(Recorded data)
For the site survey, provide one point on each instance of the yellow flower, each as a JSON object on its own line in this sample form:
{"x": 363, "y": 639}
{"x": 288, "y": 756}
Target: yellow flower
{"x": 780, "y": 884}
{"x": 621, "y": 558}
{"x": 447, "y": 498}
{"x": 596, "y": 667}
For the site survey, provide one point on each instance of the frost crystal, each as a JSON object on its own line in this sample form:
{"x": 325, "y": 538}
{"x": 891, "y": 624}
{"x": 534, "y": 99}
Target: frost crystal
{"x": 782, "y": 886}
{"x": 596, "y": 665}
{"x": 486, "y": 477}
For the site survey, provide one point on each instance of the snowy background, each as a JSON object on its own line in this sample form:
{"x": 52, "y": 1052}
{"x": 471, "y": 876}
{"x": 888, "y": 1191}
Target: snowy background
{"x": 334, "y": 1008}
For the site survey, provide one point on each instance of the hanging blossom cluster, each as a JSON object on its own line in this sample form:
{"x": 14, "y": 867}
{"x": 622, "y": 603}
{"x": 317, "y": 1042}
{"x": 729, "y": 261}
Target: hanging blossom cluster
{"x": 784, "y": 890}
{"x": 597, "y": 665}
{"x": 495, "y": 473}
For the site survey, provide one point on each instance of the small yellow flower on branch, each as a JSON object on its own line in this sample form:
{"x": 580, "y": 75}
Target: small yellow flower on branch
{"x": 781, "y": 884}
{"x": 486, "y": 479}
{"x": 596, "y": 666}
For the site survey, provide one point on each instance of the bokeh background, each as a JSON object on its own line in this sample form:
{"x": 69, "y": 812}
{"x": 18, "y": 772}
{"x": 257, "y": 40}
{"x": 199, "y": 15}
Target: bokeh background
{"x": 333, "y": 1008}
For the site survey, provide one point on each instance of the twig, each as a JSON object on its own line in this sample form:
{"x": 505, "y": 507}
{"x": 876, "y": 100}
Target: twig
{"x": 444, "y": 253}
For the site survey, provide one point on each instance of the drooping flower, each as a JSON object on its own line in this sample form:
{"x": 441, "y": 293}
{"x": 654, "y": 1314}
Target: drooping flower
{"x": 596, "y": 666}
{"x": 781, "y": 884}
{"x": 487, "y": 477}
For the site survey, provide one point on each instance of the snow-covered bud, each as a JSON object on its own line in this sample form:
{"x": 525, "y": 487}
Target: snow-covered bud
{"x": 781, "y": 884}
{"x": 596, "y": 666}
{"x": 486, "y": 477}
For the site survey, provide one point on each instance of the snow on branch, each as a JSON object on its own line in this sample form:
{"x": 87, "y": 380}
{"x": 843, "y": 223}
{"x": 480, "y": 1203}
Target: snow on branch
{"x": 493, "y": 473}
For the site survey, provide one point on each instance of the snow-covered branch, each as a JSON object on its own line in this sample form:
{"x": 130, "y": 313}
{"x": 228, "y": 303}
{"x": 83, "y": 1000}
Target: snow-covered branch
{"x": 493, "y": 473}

**Task brief:**
Reproduce every row above word for word, with nothing changed.

**Solution to the exercise:**
For the site survey, provide one point on each instance of the yellow flower, each as a JSON object on its own line in this sample form:
{"x": 363, "y": 639}
{"x": 288, "y": 756}
Target: yellow flower
{"x": 780, "y": 884}
{"x": 621, "y": 558}
{"x": 447, "y": 498}
{"x": 596, "y": 667}
For the site survey, provide one point on each instance of the frost crystal, each as a JSON object on its own line in this sample form:
{"x": 325, "y": 538}
{"x": 891, "y": 624}
{"x": 534, "y": 99}
Target: frost crystal
{"x": 782, "y": 886}
{"x": 596, "y": 665}
{"x": 486, "y": 477}
For the site survey, provide one point on each instance of the snowy background, each as a JSON object on its own line in this sample form:
{"x": 52, "y": 1052}
{"x": 471, "y": 876}
{"x": 888, "y": 1191}
Target: snowy background
{"x": 334, "y": 1008}
For the site survey, provide one point on each instance of the hanging blossom cluster, each as a JSON object on its own line in this sample form:
{"x": 14, "y": 867}
{"x": 622, "y": 603}
{"x": 317, "y": 1042}
{"x": 729, "y": 261}
Target: hanging blossom cluster
{"x": 784, "y": 890}
{"x": 597, "y": 665}
{"x": 495, "y": 473}
For the site survey, provide one point on each instance of the small yellow flower on branch, each as a JSON object on its own line in this sample form:
{"x": 580, "y": 75}
Target: small yellow flower on branch
{"x": 781, "y": 884}
{"x": 486, "y": 479}
{"x": 596, "y": 666}
For the site survey, provide one point on each instance of the bokeh background, each as a JSON object on its own line in this sample form:
{"x": 69, "y": 812}
{"x": 18, "y": 772}
{"x": 257, "y": 40}
{"x": 199, "y": 15}
Target: bokeh background
{"x": 333, "y": 1008}
For the site survey, provide one point on each instance of the twig, each as a JSON object on its own line in this sample form:
{"x": 505, "y": 507}
{"x": 876, "y": 100}
Target: twig
{"x": 444, "y": 253}
For the site survey, provide one point on each instance of the drooping flower, each as a JSON object on its own line in this sample form:
{"x": 441, "y": 293}
{"x": 654, "y": 1314}
Target: drooping flower
{"x": 596, "y": 666}
{"x": 781, "y": 884}
{"x": 487, "y": 477}
For the site survey, provide one point on each instance of the snow-covered bud, each as a JSON object on its own line in this sample form:
{"x": 525, "y": 487}
Target: snow-covered bud
{"x": 781, "y": 884}
{"x": 596, "y": 666}
{"x": 486, "y": 477}
For the site survey, provide one point on each instance of the snow on branch, each as a JSON object on its own line in this sample form:
{"x": 87, "y": 380}
{"x": 843, "y": 223}
{"x": 480, "y": 1203}
Target: snow on branch
{"x": 493, "y": 473}
For the site survey, provide one point on each instance of the snow-covered branch, each as a JSON object on its own line in this sample form:
{"x": 130, "y": 313}
{"x": 228, "y": 303}
{"x": 83, "y": 1000}
Target: snow-covered branch
{"x": 493, "y": 473}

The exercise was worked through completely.